■ PROBLEM TO WORK ON
Where the word "running" occurs in a line of the data, return the whole line.

-------- THE RECORDS --------

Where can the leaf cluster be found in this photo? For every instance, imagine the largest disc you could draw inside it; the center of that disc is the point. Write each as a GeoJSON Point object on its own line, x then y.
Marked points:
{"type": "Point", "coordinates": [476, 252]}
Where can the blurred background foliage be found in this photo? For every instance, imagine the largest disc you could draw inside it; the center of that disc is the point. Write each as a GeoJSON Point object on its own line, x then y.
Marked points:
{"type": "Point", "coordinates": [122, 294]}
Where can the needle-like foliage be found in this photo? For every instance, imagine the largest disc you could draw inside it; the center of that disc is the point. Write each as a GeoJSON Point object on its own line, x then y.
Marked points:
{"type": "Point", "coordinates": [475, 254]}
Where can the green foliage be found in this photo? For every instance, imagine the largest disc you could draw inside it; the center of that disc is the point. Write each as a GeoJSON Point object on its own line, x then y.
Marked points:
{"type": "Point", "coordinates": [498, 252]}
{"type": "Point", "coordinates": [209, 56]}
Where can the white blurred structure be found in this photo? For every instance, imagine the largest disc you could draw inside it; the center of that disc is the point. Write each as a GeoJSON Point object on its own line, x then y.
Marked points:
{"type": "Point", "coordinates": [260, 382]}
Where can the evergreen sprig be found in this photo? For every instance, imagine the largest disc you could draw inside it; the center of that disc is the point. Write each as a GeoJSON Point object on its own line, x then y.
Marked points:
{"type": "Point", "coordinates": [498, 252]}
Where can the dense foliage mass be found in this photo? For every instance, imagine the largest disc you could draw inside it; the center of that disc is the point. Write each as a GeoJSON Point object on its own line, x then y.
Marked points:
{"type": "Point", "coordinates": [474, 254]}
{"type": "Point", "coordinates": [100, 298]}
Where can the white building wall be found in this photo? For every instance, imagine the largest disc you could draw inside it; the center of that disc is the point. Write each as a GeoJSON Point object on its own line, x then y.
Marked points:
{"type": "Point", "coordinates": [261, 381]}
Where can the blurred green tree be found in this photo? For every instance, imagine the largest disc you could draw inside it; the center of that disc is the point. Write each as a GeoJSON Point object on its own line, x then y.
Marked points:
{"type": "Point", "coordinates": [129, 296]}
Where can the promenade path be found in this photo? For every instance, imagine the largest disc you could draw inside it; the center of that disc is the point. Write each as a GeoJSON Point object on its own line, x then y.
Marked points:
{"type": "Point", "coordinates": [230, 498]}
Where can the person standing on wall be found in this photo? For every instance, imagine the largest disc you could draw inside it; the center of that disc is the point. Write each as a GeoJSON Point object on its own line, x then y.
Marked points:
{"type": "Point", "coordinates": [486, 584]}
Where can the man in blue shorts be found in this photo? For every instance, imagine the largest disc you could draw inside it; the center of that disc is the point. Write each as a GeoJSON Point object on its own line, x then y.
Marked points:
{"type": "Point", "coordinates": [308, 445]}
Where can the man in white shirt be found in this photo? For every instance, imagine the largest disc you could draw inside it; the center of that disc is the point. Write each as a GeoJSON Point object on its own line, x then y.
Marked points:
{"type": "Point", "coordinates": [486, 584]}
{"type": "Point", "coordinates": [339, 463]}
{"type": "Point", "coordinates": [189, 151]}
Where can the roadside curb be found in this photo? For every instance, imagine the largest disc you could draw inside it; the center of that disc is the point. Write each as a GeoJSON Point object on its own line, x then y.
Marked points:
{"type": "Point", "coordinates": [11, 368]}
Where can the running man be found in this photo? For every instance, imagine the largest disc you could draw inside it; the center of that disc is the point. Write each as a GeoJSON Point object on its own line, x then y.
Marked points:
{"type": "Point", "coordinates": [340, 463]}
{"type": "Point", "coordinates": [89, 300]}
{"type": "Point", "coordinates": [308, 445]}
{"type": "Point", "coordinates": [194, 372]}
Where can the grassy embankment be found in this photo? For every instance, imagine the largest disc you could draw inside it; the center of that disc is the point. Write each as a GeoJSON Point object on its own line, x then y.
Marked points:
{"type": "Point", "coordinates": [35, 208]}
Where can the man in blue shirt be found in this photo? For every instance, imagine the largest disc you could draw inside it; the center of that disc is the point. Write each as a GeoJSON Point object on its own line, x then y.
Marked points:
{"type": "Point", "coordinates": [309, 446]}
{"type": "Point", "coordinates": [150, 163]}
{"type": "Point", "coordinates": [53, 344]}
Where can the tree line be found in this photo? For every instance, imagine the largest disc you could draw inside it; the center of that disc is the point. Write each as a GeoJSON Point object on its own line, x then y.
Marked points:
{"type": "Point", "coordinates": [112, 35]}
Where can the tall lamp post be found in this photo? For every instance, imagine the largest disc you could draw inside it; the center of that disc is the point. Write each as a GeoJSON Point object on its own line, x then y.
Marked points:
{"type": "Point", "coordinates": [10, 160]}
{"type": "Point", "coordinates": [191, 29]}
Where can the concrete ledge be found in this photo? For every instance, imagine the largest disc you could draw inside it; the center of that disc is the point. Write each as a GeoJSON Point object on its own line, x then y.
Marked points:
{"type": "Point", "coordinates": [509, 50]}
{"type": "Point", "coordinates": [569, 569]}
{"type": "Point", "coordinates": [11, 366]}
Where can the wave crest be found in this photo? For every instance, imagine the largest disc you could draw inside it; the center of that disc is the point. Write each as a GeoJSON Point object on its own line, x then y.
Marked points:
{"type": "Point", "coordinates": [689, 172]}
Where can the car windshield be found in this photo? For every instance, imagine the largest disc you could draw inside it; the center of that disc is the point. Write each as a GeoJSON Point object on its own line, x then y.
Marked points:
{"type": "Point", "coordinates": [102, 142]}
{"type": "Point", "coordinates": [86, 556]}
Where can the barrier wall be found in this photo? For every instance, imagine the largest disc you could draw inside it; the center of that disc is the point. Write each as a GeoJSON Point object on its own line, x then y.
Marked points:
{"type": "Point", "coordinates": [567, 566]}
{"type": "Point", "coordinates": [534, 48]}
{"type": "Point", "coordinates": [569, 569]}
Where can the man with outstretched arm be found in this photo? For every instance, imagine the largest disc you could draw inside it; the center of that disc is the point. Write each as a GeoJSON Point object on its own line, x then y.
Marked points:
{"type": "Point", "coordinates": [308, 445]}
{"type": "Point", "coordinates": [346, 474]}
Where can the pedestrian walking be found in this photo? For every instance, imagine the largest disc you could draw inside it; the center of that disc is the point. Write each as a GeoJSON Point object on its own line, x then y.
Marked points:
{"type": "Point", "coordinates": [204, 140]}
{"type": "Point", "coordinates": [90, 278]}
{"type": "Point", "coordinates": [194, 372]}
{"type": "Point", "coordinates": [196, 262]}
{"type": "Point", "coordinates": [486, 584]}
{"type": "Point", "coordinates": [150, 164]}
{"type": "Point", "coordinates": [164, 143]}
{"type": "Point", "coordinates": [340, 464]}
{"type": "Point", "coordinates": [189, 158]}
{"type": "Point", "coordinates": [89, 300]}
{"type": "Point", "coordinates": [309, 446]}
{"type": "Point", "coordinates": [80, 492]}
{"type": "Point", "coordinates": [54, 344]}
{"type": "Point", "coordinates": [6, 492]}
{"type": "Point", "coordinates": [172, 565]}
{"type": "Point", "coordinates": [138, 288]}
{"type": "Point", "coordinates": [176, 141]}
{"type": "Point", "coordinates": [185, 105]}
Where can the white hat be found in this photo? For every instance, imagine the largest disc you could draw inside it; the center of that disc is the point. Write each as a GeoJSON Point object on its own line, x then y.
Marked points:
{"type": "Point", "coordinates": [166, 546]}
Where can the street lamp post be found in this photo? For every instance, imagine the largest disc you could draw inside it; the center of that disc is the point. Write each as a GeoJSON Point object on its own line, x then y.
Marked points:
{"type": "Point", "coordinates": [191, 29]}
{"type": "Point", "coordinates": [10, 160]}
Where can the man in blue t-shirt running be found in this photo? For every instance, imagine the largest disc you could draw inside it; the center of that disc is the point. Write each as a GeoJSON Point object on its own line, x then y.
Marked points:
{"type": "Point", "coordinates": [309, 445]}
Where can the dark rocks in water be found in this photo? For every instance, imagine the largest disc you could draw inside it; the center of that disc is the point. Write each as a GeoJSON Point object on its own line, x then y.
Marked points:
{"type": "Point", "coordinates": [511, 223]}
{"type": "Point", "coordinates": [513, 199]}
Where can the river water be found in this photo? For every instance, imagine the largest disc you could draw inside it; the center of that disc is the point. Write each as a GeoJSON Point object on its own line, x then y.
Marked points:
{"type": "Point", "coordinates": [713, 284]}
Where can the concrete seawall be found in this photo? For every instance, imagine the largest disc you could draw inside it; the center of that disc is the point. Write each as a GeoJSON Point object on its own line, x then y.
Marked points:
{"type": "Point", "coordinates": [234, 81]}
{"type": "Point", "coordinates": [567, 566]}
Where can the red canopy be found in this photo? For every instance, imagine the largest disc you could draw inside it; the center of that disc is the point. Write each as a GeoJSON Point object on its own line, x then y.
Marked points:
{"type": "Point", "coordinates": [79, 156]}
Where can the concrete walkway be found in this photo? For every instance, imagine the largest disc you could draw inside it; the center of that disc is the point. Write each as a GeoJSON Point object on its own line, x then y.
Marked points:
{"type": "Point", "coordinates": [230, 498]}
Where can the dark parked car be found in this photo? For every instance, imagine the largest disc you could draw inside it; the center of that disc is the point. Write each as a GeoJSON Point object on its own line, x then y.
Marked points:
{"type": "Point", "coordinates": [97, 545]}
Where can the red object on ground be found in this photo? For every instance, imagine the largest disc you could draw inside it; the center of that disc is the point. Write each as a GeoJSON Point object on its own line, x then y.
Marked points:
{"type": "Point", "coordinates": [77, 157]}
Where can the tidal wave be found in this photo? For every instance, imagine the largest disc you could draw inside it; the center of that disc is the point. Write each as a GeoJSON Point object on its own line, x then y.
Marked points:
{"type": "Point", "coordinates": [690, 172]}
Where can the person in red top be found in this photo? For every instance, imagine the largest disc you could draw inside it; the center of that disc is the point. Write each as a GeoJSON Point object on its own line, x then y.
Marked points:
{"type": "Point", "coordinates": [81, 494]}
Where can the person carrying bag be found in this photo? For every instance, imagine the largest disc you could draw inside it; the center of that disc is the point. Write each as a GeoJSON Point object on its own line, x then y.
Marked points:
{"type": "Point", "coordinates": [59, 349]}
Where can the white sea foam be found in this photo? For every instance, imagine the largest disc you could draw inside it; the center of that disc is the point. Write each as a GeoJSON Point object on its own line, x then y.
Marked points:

--------

■ TASK ANSWER
Where can the running man be found in this photo? For every instance, imagine the largest disc you could draw inside it; the center of that disc is the point. Write each as a GeoJSON Point object on its own line, x then y.
Where can the man in blue t-shirt running be found in this photo? For every instance, imagine the largest disc you could draw inside it; the center of that disc is the point. Write each as a GeoJSON Point object on its own line, x then y.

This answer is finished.